(Datos de entrada):
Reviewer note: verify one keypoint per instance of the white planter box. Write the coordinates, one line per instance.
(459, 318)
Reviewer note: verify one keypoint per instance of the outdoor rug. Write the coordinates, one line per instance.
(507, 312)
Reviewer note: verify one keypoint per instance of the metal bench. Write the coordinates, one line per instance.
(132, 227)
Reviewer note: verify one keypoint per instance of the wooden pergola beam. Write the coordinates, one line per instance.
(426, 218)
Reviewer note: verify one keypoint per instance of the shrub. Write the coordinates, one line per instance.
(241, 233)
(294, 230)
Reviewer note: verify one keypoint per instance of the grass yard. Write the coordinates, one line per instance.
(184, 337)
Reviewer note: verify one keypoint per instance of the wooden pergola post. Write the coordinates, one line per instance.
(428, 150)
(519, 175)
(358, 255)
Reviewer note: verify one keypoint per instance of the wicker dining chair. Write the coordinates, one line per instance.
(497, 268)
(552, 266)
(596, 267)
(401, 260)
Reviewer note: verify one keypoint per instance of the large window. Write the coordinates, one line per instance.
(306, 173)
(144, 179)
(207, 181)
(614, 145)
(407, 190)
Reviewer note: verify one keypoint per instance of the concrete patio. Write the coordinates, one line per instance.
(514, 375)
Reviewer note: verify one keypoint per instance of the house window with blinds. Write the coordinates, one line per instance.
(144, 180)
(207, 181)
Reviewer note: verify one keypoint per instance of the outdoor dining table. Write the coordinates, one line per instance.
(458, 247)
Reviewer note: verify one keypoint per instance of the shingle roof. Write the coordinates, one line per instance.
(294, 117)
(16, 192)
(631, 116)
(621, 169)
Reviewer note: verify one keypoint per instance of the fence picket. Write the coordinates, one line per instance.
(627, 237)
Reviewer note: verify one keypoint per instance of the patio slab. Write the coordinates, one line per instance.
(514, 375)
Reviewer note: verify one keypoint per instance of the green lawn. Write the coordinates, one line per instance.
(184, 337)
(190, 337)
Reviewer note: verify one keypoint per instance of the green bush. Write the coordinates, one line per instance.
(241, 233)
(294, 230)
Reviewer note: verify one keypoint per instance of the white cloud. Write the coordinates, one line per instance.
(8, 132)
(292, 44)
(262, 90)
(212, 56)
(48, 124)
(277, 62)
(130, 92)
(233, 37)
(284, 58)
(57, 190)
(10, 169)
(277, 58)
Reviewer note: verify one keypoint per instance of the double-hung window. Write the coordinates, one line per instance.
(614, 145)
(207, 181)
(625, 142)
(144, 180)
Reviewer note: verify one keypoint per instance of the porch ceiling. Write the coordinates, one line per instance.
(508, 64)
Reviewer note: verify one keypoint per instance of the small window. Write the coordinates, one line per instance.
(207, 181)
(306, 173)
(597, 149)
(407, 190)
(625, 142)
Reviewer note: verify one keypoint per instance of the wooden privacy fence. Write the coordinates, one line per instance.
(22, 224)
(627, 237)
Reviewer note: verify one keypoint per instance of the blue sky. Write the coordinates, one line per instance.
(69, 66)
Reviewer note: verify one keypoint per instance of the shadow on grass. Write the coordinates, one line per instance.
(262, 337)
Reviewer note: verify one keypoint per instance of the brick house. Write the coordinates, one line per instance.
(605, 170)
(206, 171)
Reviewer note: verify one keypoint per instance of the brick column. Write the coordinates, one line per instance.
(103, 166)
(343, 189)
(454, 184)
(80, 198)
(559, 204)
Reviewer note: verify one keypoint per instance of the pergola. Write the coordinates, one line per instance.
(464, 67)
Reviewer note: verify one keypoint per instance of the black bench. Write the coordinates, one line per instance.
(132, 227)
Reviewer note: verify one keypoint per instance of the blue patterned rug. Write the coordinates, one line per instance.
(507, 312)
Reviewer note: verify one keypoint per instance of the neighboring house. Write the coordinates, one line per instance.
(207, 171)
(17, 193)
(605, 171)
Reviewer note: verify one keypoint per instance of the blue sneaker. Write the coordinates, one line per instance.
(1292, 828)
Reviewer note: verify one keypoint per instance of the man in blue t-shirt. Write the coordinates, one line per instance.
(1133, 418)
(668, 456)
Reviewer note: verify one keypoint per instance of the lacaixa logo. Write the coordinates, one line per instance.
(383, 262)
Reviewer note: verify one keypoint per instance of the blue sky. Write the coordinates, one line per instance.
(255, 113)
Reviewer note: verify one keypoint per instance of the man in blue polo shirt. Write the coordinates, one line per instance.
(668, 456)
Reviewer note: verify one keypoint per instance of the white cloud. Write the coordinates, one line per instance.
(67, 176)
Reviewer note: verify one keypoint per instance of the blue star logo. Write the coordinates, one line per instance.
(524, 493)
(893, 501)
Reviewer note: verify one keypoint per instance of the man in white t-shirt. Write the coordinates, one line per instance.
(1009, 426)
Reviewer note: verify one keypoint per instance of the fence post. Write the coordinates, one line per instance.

(Tarea a realizar): Extraiga del material, sin alterarlas en absoluto, las líneas que van desde la que contiene "in blue polo" hasta el final del material, ambos extremos incluidos.

(Solución del ejercicio):
Reviewer note: verify one keypoint per instance of the man in blue polo shirt. Write the coordinates, one line per instance.
(668, 456)
Reviewer note: verify one keypoint per instance of the white cloud. Write the coordinates, one line per instance.
(67, 176)
Reviewer note: verify one keypoint per instance of the blue star logo. Write the coordinates, one line per instance.
(524, 493)
(893, 501)
Reviewer note: verify one keypoint per instance of the man in white t-shirt. Write the coordinates, one line per instance.
(1009, 426)
Reviewer note: verify one keypoint per instance of the fence post. Write the coordinates, one line per instance.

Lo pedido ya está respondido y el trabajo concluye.